== Task inputs ==

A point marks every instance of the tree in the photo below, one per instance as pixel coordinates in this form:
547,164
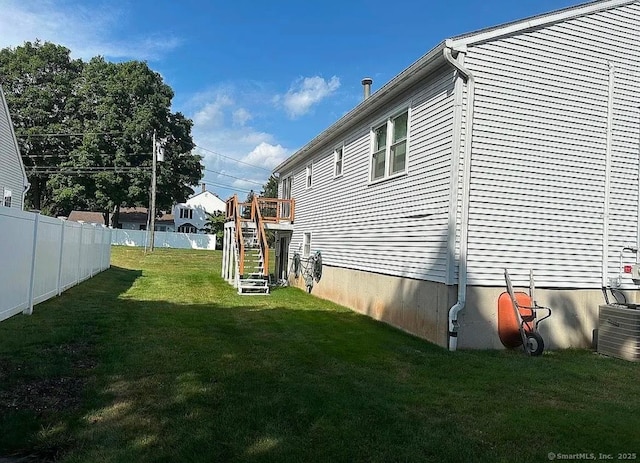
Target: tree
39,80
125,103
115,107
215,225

==

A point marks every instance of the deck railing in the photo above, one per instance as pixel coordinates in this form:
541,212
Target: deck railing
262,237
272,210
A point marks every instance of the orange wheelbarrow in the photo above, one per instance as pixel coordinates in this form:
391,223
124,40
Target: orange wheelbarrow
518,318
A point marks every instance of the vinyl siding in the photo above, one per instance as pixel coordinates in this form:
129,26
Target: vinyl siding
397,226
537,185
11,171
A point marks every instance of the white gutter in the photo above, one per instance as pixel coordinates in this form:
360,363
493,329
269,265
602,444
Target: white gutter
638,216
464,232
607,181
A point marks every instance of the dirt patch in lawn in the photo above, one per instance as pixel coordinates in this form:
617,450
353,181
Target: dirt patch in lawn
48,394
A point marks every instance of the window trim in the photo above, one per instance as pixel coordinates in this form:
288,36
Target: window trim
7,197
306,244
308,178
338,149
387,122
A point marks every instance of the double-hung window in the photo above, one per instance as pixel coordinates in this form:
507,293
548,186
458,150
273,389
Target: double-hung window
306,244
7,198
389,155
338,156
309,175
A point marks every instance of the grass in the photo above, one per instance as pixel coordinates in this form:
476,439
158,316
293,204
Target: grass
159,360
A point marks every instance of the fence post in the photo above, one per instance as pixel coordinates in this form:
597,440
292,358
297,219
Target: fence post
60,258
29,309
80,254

== The request ==
Pick out every line of the data above that contains the string "post", with case counting, and copy each one in full.

== Output ==
A point marks every instance of the fence post in the photo above, one per instance as pixel coordinates in this form:
Target: fence post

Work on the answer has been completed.